▸ SOURCE PASSAGE:

Item 1.01. Entry into a
Material Definitive Agreement.
On
February 2, 2021, Pluristem Therapeutics Inc., or the Company, entered into a securities purchase agreement, or the Securities
Purchase Agreement, with certain institutional investors, or the Investors, pursuant to which the Company agreed to issue and sell,
in a registered direct offering, or the Offering, by the Company directly to the Investors, 4,761,905 shares of common stock, or
the Shares, at a purchase price per Share of $6.30, for gross proceeds of approximately
$30 million before the deduction of fees and Offering expenses. The Securities Purchase Agreement contains customary representations,
warranties and agreements by the Company and customary conditions to closing. The closing of the Offering is expected to occur
on February 4, 2021, subject to customary closing conditions.

▸ PARTS OF THE EXERCISE:
1 > Using the Pluristem offering passage, mark each statement yes or no and quote the exact words that decide it. (a) The Shares were priced at $6.30 each. (b) The Company sold the Shares to the Investors through an intermediary. (c) The closing was expected on February 2, 2021.
2 > Answer from the Pluristem offering passage:
(a) How many shares of common stock did the Company agree to issue and sell?
(b) What were the approximate gross proceeds before fees and Offering expenses?
(c) On what date did the Company enter into the Securities Purchase Agreement?
3 > Reproduce word for word the part of the Pluristem offering passage from "Item 1.01. Entry" up to and including "customary closing conditions.".
The material after this point is separate from the Pluristem offering passage.

▸ INPUT DATA:
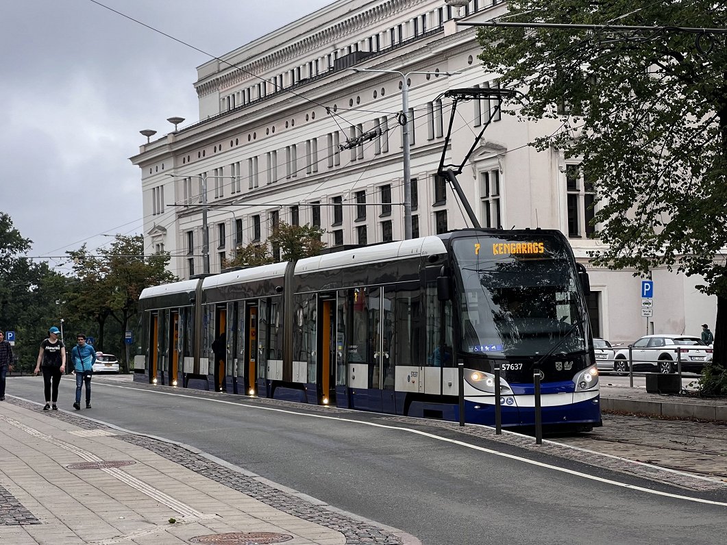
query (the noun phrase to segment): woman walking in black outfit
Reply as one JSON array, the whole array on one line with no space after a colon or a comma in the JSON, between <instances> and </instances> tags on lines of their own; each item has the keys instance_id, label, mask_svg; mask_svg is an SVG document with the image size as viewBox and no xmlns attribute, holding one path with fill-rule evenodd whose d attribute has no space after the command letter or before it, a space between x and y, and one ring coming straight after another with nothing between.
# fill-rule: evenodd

▸ ANSWERS:
1 >
(a) Yes: "at a purchase price per Share of $6.30"
(b) No: "by the Company directly to the Investors"
(c) No: "expected to occur on February 4, 2021"

2 >
(a) 4,761,905
(b) Approximately $30 million
(c) February 2, 2021

3 >
Item 1.01. Entry into a
Material Definitive Agreement.
On
February 2, 2021, Pluristem Therapeutics Inc., or the Company, entered into a securities purchase agreement, or the Securities
Purchase Agreement, with certain institutional investors, or the Investors, pursuant to which the Company agreed to issue and sell,
in a registered direct offering, or the Offering, by the Company directly to the Investors, 4,761,905 shares of common stock, or
the Shares, at a purchase price per Share of $6.30, for gross proceeds of approximately
$30 million before the deduction of fees and Offering expenses. The Securities Purchase Agreement contains customary representations,
warranties and agreements by the Company and customary conditions to closing. The closing of the Offering is expected to occur
on February 4, 2021, subject to customary closing conditions.